*** Opening RECORDS SUPPLIED ***

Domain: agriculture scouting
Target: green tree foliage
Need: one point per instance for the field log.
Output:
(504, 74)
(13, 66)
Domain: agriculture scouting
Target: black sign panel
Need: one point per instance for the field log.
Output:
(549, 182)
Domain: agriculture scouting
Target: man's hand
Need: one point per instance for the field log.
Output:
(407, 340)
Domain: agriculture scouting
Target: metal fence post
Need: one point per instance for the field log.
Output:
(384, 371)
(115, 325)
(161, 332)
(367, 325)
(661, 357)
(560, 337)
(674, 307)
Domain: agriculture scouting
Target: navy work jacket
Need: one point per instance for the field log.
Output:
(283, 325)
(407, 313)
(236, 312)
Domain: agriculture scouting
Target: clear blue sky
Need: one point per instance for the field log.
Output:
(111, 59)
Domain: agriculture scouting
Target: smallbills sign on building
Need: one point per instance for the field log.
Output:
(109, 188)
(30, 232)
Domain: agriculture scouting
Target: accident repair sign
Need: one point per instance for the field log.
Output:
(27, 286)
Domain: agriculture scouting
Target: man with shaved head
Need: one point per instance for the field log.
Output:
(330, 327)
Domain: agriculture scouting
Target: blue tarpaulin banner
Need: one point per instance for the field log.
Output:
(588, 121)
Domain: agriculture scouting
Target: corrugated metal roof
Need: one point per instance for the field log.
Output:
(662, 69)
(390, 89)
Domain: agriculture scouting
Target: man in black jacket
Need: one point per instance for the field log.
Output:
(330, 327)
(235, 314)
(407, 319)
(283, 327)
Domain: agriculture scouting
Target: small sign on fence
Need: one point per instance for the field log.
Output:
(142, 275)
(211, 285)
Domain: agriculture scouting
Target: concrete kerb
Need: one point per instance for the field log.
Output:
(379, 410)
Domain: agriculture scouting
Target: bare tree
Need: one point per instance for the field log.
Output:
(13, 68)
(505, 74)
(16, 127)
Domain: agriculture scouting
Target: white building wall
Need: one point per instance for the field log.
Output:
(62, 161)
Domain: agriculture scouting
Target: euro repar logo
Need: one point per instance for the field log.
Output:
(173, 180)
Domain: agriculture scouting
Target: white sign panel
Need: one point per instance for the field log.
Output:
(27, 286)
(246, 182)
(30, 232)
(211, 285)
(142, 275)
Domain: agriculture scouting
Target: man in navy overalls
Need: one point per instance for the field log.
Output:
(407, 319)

*** Closing RECORDS SUPPLIED ***

AIM OF THE EXERCISE:
Look through the records for the string "building". Copy every line that has it.

FINISHED TASK:
Target: smallbills sign on building
Target: white building wall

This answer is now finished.